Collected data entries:
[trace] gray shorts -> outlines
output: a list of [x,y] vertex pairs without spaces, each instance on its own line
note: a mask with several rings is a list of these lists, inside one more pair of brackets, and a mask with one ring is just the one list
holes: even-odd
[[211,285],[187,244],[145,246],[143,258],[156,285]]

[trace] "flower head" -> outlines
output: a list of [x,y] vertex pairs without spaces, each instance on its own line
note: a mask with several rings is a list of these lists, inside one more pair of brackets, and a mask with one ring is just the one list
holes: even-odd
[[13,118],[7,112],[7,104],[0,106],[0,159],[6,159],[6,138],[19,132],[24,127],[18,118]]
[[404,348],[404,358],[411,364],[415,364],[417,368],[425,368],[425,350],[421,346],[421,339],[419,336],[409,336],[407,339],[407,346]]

#### Directions for this task
Would you report every line of the entries above containing the word "outlines"?

#### Answer
[trace] gray shorts -> outlines
[trace] "flower head" -> outlines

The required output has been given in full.